Required work: Report each line of the items below that contains the word "dark", copying every such line in full.

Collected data

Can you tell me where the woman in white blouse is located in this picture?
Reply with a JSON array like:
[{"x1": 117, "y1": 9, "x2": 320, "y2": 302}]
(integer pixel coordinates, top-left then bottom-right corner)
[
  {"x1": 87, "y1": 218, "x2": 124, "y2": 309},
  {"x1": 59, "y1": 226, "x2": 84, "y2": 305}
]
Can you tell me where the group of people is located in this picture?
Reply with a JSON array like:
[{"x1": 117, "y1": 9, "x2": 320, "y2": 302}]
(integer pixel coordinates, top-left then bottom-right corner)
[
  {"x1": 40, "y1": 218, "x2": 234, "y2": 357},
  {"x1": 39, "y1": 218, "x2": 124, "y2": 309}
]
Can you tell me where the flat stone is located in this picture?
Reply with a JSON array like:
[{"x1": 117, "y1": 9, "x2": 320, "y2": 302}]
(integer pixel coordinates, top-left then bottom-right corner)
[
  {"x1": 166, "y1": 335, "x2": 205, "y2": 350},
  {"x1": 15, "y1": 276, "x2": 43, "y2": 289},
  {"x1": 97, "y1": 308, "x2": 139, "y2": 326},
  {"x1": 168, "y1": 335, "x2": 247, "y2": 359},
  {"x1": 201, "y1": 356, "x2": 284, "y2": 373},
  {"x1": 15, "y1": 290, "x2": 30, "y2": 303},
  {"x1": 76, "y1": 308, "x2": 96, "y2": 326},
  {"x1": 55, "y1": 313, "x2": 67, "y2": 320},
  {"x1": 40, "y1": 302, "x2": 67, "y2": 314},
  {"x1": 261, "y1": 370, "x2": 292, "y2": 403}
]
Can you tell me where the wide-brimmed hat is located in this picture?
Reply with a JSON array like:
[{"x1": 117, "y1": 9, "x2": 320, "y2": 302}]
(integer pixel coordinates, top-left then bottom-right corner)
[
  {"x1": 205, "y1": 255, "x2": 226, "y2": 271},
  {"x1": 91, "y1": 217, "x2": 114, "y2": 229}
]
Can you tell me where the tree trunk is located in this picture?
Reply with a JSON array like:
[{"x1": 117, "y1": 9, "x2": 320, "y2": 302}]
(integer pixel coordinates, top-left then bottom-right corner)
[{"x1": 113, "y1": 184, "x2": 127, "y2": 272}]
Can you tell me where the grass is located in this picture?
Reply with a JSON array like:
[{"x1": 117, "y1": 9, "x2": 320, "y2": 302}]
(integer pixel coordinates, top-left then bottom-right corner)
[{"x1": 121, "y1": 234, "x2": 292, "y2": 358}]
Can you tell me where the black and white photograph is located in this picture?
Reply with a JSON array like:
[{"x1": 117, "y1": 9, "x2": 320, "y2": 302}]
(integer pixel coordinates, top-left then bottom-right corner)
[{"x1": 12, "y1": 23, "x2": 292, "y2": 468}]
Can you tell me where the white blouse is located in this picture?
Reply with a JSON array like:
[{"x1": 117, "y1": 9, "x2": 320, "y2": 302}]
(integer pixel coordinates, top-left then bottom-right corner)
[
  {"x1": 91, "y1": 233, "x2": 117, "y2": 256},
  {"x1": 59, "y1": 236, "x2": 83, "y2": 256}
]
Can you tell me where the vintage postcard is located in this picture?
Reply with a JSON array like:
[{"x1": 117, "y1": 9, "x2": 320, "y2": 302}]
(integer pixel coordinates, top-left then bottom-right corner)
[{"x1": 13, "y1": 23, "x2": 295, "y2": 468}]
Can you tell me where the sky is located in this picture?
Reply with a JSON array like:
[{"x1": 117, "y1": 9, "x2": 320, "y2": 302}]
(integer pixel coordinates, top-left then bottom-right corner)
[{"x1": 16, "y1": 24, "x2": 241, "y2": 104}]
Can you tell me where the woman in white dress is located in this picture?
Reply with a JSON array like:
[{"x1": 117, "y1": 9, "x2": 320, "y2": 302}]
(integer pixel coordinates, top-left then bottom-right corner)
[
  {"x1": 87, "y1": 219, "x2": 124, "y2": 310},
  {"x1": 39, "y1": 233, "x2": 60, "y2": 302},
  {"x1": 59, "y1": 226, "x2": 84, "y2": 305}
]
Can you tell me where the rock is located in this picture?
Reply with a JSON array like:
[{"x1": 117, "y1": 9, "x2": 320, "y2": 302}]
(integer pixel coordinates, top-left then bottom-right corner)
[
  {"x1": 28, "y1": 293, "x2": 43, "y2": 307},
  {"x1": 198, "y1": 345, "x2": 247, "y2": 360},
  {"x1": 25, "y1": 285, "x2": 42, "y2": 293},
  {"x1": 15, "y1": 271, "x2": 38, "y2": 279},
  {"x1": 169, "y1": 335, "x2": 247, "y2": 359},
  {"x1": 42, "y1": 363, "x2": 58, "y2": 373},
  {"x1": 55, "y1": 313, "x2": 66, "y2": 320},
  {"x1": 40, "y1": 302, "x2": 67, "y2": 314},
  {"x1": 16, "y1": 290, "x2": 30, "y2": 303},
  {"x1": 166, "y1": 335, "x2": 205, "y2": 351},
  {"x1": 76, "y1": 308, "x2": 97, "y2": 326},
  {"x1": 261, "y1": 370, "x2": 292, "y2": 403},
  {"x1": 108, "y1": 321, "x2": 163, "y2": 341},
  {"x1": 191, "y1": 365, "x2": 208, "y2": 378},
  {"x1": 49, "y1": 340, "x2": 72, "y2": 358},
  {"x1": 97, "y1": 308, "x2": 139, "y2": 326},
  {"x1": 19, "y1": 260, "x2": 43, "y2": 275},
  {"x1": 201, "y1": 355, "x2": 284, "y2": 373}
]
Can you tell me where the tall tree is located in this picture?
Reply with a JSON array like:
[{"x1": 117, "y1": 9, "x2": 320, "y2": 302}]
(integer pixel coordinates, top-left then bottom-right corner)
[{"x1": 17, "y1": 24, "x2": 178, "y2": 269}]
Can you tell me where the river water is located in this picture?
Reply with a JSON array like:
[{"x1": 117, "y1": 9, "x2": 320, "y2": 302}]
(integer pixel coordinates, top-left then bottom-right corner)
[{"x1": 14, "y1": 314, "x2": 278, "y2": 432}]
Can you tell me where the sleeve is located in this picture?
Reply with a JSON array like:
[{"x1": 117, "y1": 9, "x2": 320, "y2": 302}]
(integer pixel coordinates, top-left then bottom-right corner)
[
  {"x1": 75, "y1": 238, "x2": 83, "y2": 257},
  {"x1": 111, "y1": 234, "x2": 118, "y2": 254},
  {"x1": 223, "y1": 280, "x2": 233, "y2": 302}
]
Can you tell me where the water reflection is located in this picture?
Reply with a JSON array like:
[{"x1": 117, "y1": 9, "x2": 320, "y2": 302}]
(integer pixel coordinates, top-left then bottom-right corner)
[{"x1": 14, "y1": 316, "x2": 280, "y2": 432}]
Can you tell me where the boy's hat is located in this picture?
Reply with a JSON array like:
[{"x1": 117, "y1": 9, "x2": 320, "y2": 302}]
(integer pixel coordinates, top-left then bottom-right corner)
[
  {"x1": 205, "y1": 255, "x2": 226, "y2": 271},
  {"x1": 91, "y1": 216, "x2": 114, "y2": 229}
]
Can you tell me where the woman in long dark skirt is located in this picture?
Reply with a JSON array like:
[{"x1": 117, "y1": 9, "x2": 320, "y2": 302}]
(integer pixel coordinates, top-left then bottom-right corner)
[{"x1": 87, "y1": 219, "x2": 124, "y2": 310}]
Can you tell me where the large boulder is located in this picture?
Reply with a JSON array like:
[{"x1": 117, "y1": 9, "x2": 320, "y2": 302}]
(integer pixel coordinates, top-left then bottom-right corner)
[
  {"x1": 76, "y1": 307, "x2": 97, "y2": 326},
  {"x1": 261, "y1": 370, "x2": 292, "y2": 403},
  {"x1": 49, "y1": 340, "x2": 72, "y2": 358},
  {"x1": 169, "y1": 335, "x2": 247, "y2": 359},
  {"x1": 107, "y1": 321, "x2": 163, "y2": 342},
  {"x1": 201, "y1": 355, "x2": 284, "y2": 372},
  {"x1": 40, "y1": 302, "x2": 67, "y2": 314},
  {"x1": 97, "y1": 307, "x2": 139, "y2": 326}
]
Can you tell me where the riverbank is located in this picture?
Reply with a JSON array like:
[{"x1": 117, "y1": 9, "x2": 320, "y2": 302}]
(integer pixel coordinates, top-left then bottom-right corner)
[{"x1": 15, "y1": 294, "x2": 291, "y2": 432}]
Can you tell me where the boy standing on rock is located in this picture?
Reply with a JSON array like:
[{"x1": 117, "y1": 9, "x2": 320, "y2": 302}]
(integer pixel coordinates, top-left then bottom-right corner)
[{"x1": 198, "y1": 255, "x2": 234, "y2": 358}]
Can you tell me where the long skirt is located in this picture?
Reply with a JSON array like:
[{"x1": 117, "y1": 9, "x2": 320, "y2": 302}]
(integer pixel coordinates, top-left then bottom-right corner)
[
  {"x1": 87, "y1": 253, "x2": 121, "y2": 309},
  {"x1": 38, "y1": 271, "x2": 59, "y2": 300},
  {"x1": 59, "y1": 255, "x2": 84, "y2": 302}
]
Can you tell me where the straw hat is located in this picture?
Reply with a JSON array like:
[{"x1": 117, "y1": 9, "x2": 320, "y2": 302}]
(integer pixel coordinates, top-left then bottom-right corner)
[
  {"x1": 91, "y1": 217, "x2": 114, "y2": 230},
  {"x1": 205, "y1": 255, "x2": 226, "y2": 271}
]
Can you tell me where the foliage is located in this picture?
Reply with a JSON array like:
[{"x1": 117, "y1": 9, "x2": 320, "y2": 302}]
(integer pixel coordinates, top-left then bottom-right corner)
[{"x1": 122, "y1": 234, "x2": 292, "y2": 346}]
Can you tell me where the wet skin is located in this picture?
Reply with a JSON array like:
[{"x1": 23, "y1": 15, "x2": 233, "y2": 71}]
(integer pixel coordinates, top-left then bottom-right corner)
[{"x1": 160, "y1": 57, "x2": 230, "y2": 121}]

--

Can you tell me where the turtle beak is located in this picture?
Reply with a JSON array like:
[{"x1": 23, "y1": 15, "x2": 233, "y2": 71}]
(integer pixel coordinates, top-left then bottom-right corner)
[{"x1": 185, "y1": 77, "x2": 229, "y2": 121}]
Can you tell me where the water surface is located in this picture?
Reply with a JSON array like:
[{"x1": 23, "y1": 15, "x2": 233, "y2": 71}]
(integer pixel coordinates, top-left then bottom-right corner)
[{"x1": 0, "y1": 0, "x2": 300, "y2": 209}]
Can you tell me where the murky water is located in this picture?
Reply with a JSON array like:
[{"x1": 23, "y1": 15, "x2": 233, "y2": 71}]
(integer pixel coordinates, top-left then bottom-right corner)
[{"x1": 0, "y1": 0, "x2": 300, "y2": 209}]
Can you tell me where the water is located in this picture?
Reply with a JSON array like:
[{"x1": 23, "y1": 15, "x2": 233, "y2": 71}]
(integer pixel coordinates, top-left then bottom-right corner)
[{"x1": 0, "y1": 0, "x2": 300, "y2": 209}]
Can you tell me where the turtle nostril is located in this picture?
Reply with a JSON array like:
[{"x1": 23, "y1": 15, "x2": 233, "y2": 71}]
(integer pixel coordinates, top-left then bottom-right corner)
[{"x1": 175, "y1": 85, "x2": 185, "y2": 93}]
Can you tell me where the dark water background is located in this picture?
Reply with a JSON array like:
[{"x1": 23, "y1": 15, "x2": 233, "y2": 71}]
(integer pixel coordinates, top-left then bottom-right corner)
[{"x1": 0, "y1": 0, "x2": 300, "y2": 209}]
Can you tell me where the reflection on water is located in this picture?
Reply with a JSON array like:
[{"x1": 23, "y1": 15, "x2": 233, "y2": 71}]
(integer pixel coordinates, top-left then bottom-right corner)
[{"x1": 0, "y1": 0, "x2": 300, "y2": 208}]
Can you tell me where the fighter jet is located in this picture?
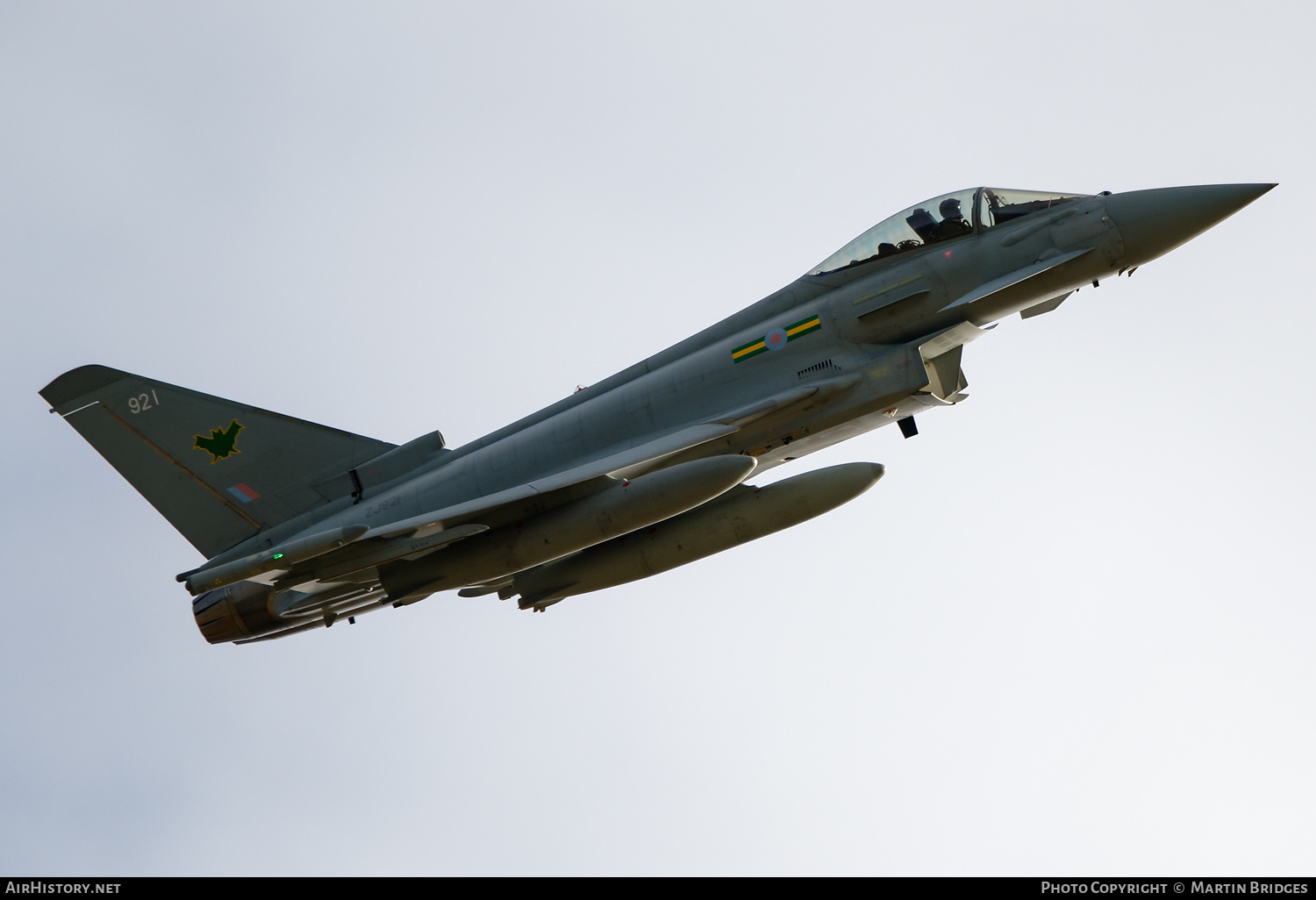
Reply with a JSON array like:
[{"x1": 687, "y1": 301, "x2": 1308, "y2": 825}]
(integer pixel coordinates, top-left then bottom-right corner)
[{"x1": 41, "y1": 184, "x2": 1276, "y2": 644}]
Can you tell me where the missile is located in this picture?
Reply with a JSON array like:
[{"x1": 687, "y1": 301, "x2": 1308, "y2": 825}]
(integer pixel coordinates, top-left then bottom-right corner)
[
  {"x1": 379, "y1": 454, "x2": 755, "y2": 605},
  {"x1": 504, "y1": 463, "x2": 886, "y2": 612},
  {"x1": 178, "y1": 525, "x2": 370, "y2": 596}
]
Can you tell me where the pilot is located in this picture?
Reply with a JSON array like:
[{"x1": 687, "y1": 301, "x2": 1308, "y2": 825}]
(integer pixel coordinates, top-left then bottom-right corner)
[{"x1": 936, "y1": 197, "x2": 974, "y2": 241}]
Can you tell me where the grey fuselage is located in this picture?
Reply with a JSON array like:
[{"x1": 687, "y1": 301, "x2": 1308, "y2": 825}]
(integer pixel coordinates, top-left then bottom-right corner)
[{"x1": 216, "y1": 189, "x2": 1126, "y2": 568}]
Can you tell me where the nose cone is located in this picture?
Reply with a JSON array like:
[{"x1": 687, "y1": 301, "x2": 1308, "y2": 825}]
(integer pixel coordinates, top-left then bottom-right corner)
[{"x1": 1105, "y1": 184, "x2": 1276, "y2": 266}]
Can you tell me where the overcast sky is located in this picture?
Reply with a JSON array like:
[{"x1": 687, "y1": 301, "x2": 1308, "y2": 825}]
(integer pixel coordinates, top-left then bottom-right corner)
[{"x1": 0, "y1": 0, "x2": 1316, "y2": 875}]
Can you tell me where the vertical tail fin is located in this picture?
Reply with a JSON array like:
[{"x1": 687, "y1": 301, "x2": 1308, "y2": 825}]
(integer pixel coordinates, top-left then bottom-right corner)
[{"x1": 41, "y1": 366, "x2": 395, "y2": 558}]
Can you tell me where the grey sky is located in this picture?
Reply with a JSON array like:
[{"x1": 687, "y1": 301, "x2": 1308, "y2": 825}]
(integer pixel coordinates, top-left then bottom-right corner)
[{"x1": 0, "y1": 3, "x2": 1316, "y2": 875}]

The result:
Can you tell me where the woman in long dark skirt is located in this picture?
Can you tell me where the dark water background is located in this picture?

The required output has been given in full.